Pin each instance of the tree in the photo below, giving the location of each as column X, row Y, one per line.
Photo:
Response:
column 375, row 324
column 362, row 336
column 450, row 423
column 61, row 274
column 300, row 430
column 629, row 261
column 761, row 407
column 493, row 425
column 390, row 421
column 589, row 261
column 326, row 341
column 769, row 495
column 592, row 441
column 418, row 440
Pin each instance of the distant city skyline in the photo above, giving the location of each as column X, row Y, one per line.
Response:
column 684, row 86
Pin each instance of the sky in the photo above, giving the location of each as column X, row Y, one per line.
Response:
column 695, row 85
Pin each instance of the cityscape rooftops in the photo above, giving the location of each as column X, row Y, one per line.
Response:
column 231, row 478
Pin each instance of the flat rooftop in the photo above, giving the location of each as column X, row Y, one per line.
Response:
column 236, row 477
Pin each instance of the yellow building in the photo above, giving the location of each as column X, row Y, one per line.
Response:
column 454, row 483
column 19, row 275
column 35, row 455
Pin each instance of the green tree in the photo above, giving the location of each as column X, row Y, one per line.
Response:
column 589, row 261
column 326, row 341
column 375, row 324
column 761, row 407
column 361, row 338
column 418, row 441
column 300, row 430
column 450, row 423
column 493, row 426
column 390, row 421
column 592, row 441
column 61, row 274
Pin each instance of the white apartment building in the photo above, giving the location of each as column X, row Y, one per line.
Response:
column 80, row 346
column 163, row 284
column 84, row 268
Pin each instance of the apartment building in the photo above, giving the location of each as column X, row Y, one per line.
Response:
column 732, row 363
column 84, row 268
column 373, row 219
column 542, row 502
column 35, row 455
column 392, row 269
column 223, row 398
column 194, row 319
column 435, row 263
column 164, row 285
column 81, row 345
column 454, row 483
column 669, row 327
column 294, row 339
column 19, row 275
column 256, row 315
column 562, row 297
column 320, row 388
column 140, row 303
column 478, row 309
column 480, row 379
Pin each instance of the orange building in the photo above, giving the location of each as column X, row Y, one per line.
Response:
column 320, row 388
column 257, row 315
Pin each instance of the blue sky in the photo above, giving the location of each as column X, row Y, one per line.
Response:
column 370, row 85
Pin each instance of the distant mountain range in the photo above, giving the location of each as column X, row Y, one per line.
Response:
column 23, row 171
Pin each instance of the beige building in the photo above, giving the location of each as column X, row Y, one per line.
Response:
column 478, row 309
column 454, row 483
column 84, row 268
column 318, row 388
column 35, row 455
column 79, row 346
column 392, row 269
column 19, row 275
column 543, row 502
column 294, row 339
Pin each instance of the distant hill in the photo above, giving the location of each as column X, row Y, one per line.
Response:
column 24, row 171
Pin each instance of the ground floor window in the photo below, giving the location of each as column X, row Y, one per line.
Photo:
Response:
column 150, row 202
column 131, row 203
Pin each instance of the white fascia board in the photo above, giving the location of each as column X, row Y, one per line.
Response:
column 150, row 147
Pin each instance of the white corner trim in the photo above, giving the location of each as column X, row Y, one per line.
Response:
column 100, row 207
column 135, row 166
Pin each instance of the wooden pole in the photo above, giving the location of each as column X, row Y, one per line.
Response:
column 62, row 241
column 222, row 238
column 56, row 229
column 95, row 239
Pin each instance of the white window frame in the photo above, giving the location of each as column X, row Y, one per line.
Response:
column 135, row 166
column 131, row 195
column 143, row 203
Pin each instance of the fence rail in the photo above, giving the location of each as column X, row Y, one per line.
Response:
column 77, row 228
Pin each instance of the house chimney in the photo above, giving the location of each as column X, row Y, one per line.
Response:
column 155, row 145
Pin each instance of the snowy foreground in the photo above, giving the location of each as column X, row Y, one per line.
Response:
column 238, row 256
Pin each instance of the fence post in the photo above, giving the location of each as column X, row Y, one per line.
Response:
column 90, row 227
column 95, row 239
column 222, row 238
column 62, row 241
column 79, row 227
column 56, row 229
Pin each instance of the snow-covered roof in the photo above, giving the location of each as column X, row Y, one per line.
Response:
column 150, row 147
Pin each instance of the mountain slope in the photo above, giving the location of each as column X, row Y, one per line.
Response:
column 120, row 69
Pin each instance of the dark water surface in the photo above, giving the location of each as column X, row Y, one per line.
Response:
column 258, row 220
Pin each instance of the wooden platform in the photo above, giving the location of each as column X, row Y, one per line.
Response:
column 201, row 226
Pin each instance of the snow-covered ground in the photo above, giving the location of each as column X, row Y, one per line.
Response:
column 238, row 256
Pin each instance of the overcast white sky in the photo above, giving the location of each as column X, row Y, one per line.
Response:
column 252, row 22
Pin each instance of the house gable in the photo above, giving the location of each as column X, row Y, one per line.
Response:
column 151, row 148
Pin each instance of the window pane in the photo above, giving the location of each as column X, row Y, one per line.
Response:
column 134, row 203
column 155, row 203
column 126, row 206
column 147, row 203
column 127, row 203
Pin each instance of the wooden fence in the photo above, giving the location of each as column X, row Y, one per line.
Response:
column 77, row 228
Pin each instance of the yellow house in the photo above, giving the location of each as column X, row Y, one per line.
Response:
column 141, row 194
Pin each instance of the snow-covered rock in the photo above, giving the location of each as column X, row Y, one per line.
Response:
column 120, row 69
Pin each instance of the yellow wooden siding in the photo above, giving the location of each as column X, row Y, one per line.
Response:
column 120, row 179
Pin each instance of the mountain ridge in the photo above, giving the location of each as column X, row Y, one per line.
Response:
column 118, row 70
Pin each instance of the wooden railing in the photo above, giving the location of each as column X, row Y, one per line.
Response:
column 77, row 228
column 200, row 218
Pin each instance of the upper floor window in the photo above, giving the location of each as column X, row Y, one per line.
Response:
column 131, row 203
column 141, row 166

====

TASK INSTRUCTIONS. Convert every line above into a JSON list of strings, one string per line, leaving out blank lines.

WRITTEN RESPONSE.
[
  "Pin each instance of the tree in the photo below, giving the location of each as column X, row Y, one per line.",
  "Photo:",
  "Response:",
  "column 375, row 324",
  "column 362, row 336",
  "column 450, row 423",
  "column 61, row 274",
  "column 300, row 430",
  "column 629, row 261",
  "column 761, row 407",
  "column 493, row 425",
  "column 390, row 421",
  "column 589, row 261",
  "column 326, row 341",
  "column 769, row 495",
  "column 592, row 441",
  "column 418, row 440",
  "Pin each instance of the distant city skyline in the photo above, giving the location of each as column X, row Y, one per line.",
  "Response:",
  "column 684, row 86",
  "Pin each instance of the sky in the photo above, giving the location of each as column X, row Y, one per line.",
  "Response:",
  "column 695, row 85",
  "Pin each instance of the cityscape rooftops in the photo above, giving the location of each as column X, row Y, one per line.",
  "Response:",
  "column 231, row 478",
  "Pin each instance of the flat rooftop in the photo above, giving the location of each as column X, row Y, one per line.",
  "Response:",
  "column 236, row 477",
  "Pin each instance of the yellow building in the photo above, giving the location of each as column X, row Y, one per line.",
  "Response:",
  "column 454, row 483",
  "column 19, row 275",
  "column 35, row 455",
  "Pin each instance of the green tree in the photo above, giving the location of each as column X, row Y, one per line.",
  "Response:",
  "column 589, row 261",
  "column 326, row 341",
  "column 375, row 324",
  "column 761, row 407",
  "column 361, row 338",
  "column 418, row 441",
  "column 300, row 430",
  "column 450, row 423",
  "column 493, row 426",
  "column 390, row 421",
  "column 592, row 441",
  "column 61, row 274",
  "Pin each instance of the white apartment building in the photo above, giving the location of each as column X, row Y, one per line.",
  "Response:",
  "column 80, row 346",
  "column 163, row 284",
  "column 84, row 268",
  "Pin each instance of the apartment building in the photo above, giving the location of each as column X, row Y, one per line.",
  "Response:",
  "column 732, row 363",
  "column 84, row 268",
  "column 373, row 219",
  "column 542, row 502",
  "column 35, row 455",
  "column 392, row 269",
  "column 223, row 398",
  "column 194, row 319",
  "column 435, row 263",
  "column 164, row 285",
  "column 81, row 345",
  "column 454, row 483",
  "column 669, row 327",
  "column 294, row 339",
  "column 19, row 275",
  "column 256, row 315",
  "column 562, row 297",
  "column 320, row 388",
  "column 140, row 303",
  "column 478, row 309",
  "column 480, row 379",
  "Pin each instance of the orange building in the photo above, giving the location of each as column X, row Y, one per line.",
  "Response:",
  "column 320, row 388",
  "column 257, row 315",
  "Pin each instance of the blue sky in the photo above, giving the location of each as column X, row Y, one per line.",
  "Response:",
  "column 370, row 85",
  "Pin each instance of the distant mountain range in the photo above, giving the location of each as column X, row Y, one per line.",
  "Response:",
  "column 23, row 171",
  "Pin each instance of the beige building in the photo above, giving the location of each as column X, row Y, one per line.",
  "Response:",
  "column 478, row 309",
  "column 454, row 483",
  "column 84, row 268",
  "column 318, row 388",
  "column 35, row 455",
  "column 79, row 346",
  "column 392, row 269",
  "column 19, row 275",
  "column 543, row 502",
  "column 294, row 339",
  "Pin each instance of the distant hill in the photo above, giving the location of each as column X, row Y, one per line.",
  "Response:",
  "column 24, row 171",
  "Pin each instance of the ground floor window in the photo below, giving the location of each as column X, row Y, one per line.",
  "Photo:",
  "Response:",
  "column 150, row 202",
  "column 131, row 203",
  "Pin each instance of the white fascia board in the photo above, giving the location of each as column X, row Y, one per line.",
  "Response:",
  "column 150, row 147",
  "Pin each instance of the white corner trim in the photo above, giving the location of each as column X, row Y, one per line.",
  "Response:",
  "column 100, row 207",
  "column 135, row 166",
  "Pin each instance of the wooden pole in the photo above, giving the location of each as column X, row Y, one per line.",
  "Response:",
  "column 62, row 241",
  "column 222, row 238",
  "column 56, row 229",
  "column 95, row 239",
  "Pin each instance of the white window frame in the photo above, giving the location of each as column X, row Y, one per line.",
  "Response:",
  "column 135, row 166",
  "column 131, row 195",
  "column 143, row 203",
  "Pin each instance of the fence rail in the photo above, giving the location of each as column X, row Y, one per line.",
  "Response:",
  "column 77, row 228",
  "Pin each instance of the house chimney in the photo above, giving the location of each as column X, row Y, one per line.",
  "Response:",
  "column 155, row 145",
  "Pin each instance of the snowy foreground in the photo above, giving the location of each as column X, row Y, one per line.",
  "Response:",
  "column 238, row 256",
  "Pin each instance of the fence post in the photo above, giving the location of each as column X, row Y, one per line.",
  "Response:",
  "column 90, row 227",
  "column 95, row 239",
  "column 222, row 238",
  "column 62, row 241",
  "column 79, row 227",
  "column 56, row 229",
  "Pin each instance of the snow-covered roof in the photo above, giving the location of each as column X, row Y, one per line.",
  "Response:",
  "column 150, row 147",
  "Pin each instance of the mountain slope in the photo above, giving the location of each as column X, row Y, one per line.",
  "Response:",
  "column 120, row 69",
  "Pin each instance of the dark water surface in the photo above, giving the location of each as column X, row Y, one per line.",
  "Response:",
  "column 258, row 220",
  "Pin each instance of the wooden platform in the photo above, giving the location of each as column X, row Y, one per line.",
  "Response:",
  "column 201, row 226",
  "Pin each instance of the snow-covered ground in the photo above, giving the location of each as column X, row Y, one per line.",
  "Response:",
  "column 238, row 256",
  "Pin each instance of the overcast white sky in the photo above, giving the location of each as column X, row Y, one per line.",
  "Response:",
  "column 252, row 22",
  "Pin each instance of the house gable in the photo above, giving the location of each as column X, row Y, one per line.",
  "Response:",
  "column 151, row 148",
  "Pin each instance of the window pane in the photo above, giving the location of each as column X, row Y, one per line.",
  "Response:",
  "column 134, row 203",
  "column 155, row 203",
  "column 126, row 206",
  "column 147, row 203",
  "column 127, row 203",
  "Pin each instance of the wooden fence in the photo above, giving the location of each as column X, row Y, one per line.",
  "Response:",
  "column 77, row 228",
  "Pin each instance of the yellow house in the photo above, giving the location of each as column X, row Y, one per line.",
  "Response:",
  "column 141, row 194",
  "Pin each instance of the snow-covered rock in the photo above, giving the location of each as column X, row Y, one per line.",
  "Response:",
  "column 120, row 69",
  "Pin each instance of the yellow wooden siding in the photo above, giving the location of each as column X, row Y, one per line.",
  "Response:",
  "column 120, row 179",
  "Pin each instance of the mountain ridge in the photo above, giving the location of each as column X, row Y, one per line.",
  "Response:",
  "column 118, row 70",
  "Pin each instance of the wooden railing in the photo above, giving the location of each as column X, row Y, one per line.",
  "Response:",
  "column 77, row 228",
  "column 200, row 218",
  "Pin each instance of the upper floor window in the photo above, giving the location of each as column X, row Y, one per line.",
  "Response:",
  "column 131, row 203",
  "column 141, row 166"
]